Ce billet est le dernier d’une série de trois sur les récentes études sur l’automatisation de l’emploi. Après avoir présenté deux études sur l’impact qu’aura l’intelligence artificielle sur l’emploi au cours des prochaines décennies et deux autres sur les effets passés des changements technologiques sur l’emploi, je vais ici en commenter deux autres qui portent sur des sujets bien différents.

Une technologie à usage général

La première étude que je vais présenter est intitulée The Impact of Artificial Intelligence on Innovation (L’impact de l’intelligence artificielle sur l’innovation), date de septembre 2017 et a été rédigée par Iain M. Cockburn, Rebecca Henderson et Scott Stern. Les auteur.es précisent qu’il s’agit d’une version préliminaire, qu’elle n’a pas été révisée par des pairs et qu’on doit donc ne pas la citer ou la commenter. Comme je ne compte mentionner que quelques aspects de cette étude, je respecterai donc l’esprit de cette demande. Notons que cette étude n’était plus sur Internet quand j’ai publié ce billet. Je vais tout de même laisser le lien au cas où elle revienne.

Cette étude ne s’intéresse pas directement aux effets de l’intelligence artificielle (IA) sur l’emploi, mais sur l’innovation, qui a, dans un deuxième temps, des effets sur l’emploi. Les auteur,es soulignent tout d’abord que, si l’IA a le potentiel de changer le processus d’innovation en lui-même, aucune tentative à cet effet n’en est arrivée là jusqu’à maintenant. En fait, mis à part certaines applications en robotique et dans quelques autres domaines, les auteur.es se demandent jusqu’à quel point l’IA ne sert pas seulement à implanter de nouvelles technologies, mais n’est pas aussi et surtout une technologie à usage général (TUG) qui influencera les progrès technologiques à long terme dans une foule de domaines difficiles à identifier pour l’instant. Elle inventerait alors une nouvelle méthode d’invention (les auteur.es parlent d’«invention of a method of invention») qui lui permettrait de s’adapter à des contextes particuliers et d’ainsi créer des types d’innovations plus variées, notamment grâce à ses capacités en apprentissage automatique («machine learning»). Les auteur.es donnent comme exemple de TUG l’invention des moteurs électriques qui a permis dans un premier temps seulement quelques applications, mais a entraîné à long terme des changements technologiques et organisationnels dans un grand nombre de secteurs économiques et même la création de nouveaux secteurs. Il en fut de même avec l’invention du microprocesseur.

| Matériel fourni |
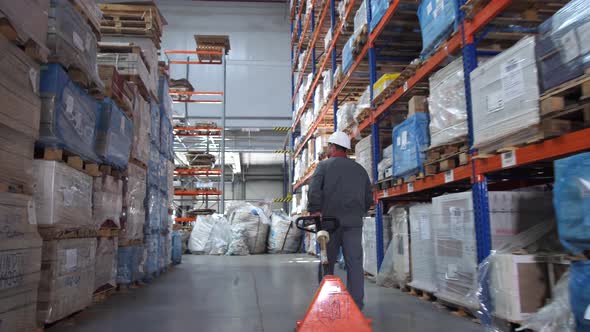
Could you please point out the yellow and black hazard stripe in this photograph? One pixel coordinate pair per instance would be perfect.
(287, 199)
(282, 128)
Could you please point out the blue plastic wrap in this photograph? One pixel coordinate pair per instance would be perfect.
(378, 9)
(563, 46)
(155, 123)
(580, 294)
(68, 114)
(176, 247)
(571, 198)
(165, 136)
(347, 57)
(410, 141)
(154, 165)
(437, 22)
(153, 215)
(128, 261)
(114, 135)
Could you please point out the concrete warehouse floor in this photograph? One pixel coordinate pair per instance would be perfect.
(253, 293)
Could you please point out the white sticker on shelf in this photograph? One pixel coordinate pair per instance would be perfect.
(508, 158)
(424, 224)
(457, 218)
(584, 35)
(512, 79)
(71, 258)
(570, 47)
(449, 176)
(78, 42)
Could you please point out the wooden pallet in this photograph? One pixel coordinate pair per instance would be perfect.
(71, 159)
(446, 157)
(36, 51)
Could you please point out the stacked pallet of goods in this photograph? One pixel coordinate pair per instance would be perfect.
(89, 129)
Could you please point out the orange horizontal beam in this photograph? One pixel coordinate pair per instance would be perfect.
(197, 93)
(550, 149)
(193, 52)
(196, 192)
(459, 173)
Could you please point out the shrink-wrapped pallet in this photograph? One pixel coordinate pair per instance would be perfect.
(572, 203)
(20, 263)
(63, 196)
(454, 232)
(363, 152)
(28, 18)
(410, 141)
(446, 105)
(423, 267)
(68, 114)
(107, 201)
(134, 192)
(71, 41)
(401, 245)
(140, 149)
(114, 135)
(563, 46)
(105, 269)
(19, 87)
(505, 96)
(438, 19)
(67, 278)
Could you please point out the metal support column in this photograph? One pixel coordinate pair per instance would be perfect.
(222, 152)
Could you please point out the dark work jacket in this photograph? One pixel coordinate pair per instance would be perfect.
(341, 188)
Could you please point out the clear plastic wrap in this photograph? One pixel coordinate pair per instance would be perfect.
(105, 269)
(563, 48)
(129, 259)
(114, 135)
(256, 222)
(19, 88)
(140, 148)
(446, 104)
(29, 19)
(107, 201)
(422, 248)
(69, 115)
(176, 247)
(71, 40)
(454, 234)
(572, 202)
(505, 95)
(411, 139)
(401, 245)
(67, 278)
(363, 152)
(284, 237)
(63, 195)
(153, 222)
(437, 22)
(134, 193)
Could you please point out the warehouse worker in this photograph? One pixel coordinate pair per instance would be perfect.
(341, 188)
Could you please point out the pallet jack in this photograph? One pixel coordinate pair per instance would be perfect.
(332, 308)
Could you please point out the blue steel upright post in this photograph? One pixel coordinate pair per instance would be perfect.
(376, 150)
(479, 187)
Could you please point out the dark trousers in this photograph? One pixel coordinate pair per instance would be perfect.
(350, 239)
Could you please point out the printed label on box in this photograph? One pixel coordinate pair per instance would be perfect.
(78, 42)
(569, 45)
(512, 79)
(71, 258)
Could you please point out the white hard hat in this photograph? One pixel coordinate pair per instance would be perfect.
(340, 138)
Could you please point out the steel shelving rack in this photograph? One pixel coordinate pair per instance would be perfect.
(480, 171)
(201, 133)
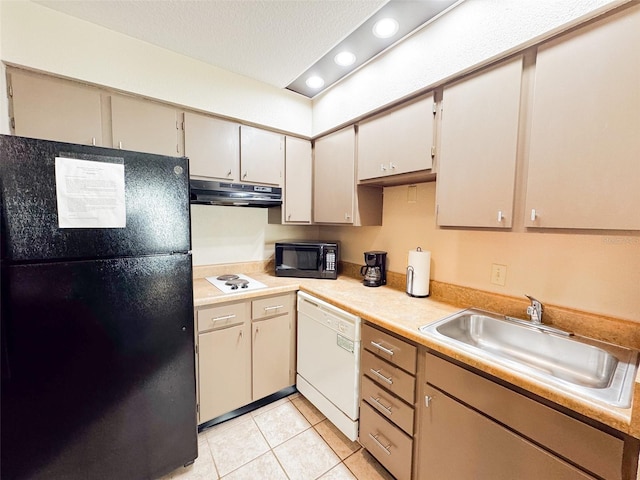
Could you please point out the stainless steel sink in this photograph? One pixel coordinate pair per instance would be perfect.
(578, 365)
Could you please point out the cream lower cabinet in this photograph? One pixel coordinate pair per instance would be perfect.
(478, 146)
(54, 109)
(213, 147)
(224, 359)
(471, 427)
(245, 352)
(336, 198)
(387, 386)
(584, 156)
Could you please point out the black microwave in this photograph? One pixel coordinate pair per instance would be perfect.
(307, 259)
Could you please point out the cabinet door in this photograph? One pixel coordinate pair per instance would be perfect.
(261, 156)
(584, 157)
(399, 141)
(334, 177)
(213, 147)
(457, 442)
(271, 355)
(54, 109)
(297, 181)
(478, 143)
(224, 369)
(144, 126)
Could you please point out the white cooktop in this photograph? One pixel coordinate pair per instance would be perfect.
(224, 288)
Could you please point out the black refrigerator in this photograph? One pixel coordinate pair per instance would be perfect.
(97, 331)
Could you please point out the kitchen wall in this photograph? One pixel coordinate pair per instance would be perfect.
(586, 271)
(42, 39)
(474, 33)
(595, 272)
(234, 234)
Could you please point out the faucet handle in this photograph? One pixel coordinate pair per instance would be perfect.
(533, 300)
(534, 310)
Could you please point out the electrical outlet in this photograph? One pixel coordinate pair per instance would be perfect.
(412, 194)
(498, 274)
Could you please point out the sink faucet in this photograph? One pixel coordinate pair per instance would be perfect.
(534, 310)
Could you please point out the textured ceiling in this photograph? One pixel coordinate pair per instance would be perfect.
(271, 41)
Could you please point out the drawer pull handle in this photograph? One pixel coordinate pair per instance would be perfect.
(384, 407)
(224, 317)
(375, 439)
(385, 350)
(377, 373)
(275, 307)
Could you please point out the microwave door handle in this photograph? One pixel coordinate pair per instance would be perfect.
(321, 259)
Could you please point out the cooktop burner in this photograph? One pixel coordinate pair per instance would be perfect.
(228, 277)
(235, 283)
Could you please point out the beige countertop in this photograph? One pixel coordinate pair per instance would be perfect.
(395, 311)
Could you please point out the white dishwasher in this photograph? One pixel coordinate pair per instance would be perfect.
(329, 361)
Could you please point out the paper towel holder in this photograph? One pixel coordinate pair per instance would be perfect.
(409, 280)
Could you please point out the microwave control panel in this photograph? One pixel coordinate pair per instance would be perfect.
(330, 260)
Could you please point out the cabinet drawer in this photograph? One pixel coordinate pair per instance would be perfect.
(221, 317)
(390, 377)
(390, 445)
(567, 436)
(388, 405)
(268, 307)
(390, 348)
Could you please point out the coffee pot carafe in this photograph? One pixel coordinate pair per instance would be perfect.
(374, 272)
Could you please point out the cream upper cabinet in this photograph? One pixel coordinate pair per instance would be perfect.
(478, 145)
(584, 156)
(297, 184)
(398, 141)
(261, 156)
(54, 109)
(336, 198)
(334, 177)
(213, 147)
(273, 339)
(144, 126)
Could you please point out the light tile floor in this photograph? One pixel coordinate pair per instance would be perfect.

| Tâche demandée 1 |
D’après le texte à lire, quelle invention est citée comme premier exemple de technologie à usage général ?
| Tâche demandée 2 |
Indiquez si chacun des énoncés suivants concorde avec le texte à lire. Répondez par oui ou par non et citez les mots du texte qui tranchent.
(a) L’étude sur l’impact de l’intelligence artificielle sur l’innovation date de septembre 2017.
(b) Cette étude a été révisée par des pairs.
(c) Cette étude porte directement sur les effets de l’intelligence artificielle sur l’emploi.
| Tâche demandée 3 |
Reproduisez fidèlement le passage du texte à lire qui commence par «Ce billet est» et se poursuit jusqu’à «sujets bien différents.».

| Réponse attendue 1 |
L’invention des moteurs électriques.

| Réponse attendue 2 |
(a) Oui : « date de septembre 2017 ».
(b) Non : « qu’elle n’a pas été révisée par des pairs ».
(c) Non : « Cette étude ne s’intéresse pas directement aux effets de l’intelligence artificielle (IA) sur l’emploi, mais sur l’innovation ».

| Réponse attendue 3 |
Ce billet est le dernier d’une série de trois sur les récentes études sur l’automatisation de l’emploi. Après avoir présenté deux études sur l’impact qu’aura l’intelligence artificielle sur l’emploi au cours des prochaines décennies et deux autres sur les effets passés des changements technologiques sur l’emploi, je vais ici en commenter deux autres qui portent sur des sujets bien différents.